=== ABOUT THIS TASK ===
Collect every line below that contains the word "window".
Start of RECORD EXTRACTS
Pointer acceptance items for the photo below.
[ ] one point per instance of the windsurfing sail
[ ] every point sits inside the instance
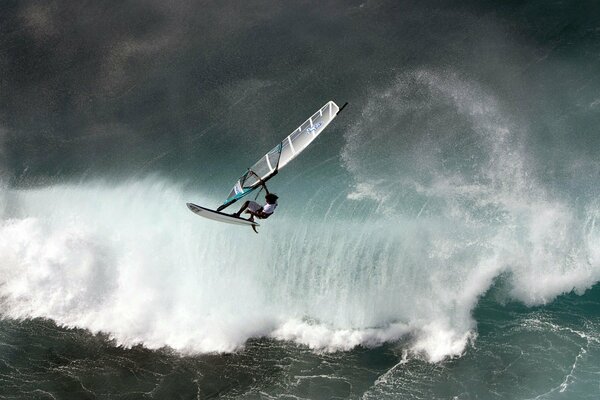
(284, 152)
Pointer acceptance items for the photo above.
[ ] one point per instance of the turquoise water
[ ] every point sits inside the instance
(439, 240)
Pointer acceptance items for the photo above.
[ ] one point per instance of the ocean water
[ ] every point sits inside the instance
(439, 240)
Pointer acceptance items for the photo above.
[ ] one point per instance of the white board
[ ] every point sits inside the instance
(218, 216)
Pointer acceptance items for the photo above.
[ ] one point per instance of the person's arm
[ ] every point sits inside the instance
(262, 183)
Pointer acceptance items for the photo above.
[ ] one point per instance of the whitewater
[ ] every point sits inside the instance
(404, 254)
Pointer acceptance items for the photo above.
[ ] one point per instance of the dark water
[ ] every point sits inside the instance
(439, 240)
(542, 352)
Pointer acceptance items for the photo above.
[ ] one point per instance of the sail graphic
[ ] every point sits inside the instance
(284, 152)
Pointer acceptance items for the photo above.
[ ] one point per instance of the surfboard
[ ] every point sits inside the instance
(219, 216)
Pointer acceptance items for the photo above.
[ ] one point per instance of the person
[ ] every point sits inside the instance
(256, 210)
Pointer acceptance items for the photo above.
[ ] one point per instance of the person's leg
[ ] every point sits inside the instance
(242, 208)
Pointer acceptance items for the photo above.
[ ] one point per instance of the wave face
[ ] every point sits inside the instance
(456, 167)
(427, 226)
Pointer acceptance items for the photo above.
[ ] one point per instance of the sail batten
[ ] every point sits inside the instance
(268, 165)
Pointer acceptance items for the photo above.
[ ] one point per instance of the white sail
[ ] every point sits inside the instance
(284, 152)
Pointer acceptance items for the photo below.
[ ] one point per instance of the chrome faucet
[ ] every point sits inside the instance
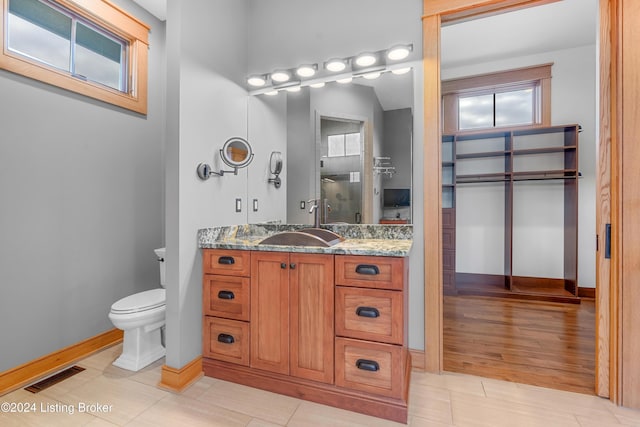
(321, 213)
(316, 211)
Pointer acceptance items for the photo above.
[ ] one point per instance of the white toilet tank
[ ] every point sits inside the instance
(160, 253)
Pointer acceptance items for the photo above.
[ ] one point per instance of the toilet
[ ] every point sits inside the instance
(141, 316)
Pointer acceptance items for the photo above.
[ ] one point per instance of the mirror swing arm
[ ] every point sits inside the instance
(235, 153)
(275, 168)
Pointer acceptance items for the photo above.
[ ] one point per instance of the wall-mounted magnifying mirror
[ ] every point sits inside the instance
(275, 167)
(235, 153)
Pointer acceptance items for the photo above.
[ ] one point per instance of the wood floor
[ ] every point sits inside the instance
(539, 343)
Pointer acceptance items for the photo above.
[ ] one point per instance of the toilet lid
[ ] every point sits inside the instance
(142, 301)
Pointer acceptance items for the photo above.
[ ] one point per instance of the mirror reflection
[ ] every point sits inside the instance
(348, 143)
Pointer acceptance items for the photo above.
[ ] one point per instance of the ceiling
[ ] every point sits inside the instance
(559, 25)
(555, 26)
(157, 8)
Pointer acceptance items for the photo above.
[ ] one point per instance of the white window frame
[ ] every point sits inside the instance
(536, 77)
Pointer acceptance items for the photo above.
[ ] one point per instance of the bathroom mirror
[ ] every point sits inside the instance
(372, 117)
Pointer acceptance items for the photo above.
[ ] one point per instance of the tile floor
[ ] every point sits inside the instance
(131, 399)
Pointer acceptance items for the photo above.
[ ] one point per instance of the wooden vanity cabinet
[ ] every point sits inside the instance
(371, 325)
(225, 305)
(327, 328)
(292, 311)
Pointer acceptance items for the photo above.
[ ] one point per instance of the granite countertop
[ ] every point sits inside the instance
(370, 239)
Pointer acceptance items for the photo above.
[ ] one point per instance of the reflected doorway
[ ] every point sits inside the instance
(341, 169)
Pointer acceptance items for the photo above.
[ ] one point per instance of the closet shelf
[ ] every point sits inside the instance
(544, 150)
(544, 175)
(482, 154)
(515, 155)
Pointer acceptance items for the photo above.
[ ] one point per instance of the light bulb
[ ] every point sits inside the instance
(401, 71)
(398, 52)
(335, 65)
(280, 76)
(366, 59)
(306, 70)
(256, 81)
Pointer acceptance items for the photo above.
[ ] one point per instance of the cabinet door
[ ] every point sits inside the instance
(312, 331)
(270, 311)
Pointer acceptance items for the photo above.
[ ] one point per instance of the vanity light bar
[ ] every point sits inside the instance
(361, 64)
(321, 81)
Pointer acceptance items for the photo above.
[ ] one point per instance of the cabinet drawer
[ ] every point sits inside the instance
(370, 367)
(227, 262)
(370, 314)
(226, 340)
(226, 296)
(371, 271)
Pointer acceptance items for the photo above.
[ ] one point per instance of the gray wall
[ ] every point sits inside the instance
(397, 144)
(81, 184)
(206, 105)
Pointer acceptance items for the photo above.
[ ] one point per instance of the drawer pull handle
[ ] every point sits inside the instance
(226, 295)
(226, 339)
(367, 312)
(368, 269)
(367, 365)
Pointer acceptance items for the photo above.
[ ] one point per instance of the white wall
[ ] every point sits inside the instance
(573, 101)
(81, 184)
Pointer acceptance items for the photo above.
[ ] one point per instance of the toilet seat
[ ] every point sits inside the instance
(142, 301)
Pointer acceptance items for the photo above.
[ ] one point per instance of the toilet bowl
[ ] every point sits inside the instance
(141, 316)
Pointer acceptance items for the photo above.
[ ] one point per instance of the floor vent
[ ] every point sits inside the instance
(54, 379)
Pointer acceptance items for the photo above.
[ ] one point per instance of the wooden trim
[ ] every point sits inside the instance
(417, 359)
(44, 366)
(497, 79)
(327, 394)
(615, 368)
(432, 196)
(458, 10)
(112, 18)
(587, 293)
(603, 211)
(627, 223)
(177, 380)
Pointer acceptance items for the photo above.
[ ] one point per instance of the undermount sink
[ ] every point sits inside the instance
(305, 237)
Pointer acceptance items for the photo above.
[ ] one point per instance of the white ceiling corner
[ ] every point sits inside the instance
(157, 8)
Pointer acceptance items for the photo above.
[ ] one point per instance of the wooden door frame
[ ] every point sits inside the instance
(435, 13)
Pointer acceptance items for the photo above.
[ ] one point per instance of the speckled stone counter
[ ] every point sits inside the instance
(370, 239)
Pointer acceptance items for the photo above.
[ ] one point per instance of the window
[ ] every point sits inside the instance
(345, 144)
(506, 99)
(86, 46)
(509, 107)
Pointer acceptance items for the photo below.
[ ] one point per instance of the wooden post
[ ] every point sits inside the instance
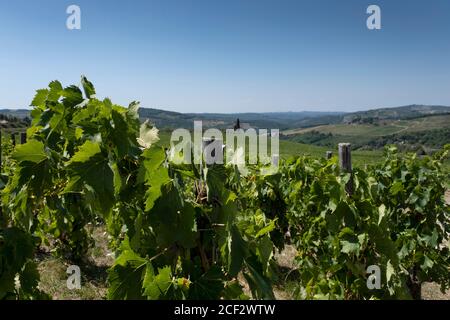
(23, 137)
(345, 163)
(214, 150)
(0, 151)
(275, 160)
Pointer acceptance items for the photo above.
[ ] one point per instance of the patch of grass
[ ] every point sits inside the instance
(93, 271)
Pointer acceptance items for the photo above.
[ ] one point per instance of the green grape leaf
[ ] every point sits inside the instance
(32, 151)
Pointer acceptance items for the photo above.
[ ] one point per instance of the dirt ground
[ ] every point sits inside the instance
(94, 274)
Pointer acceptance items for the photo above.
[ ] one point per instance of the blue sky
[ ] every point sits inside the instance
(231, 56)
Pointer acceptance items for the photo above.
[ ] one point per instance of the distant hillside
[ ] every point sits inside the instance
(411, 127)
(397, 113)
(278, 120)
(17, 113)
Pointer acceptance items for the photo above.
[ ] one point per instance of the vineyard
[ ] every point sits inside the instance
End of RECORD EXTRACTS
=== SOLVED EXERCISE ===
[ ] one point per instance of the white window frame
[ ] one point per instance of the window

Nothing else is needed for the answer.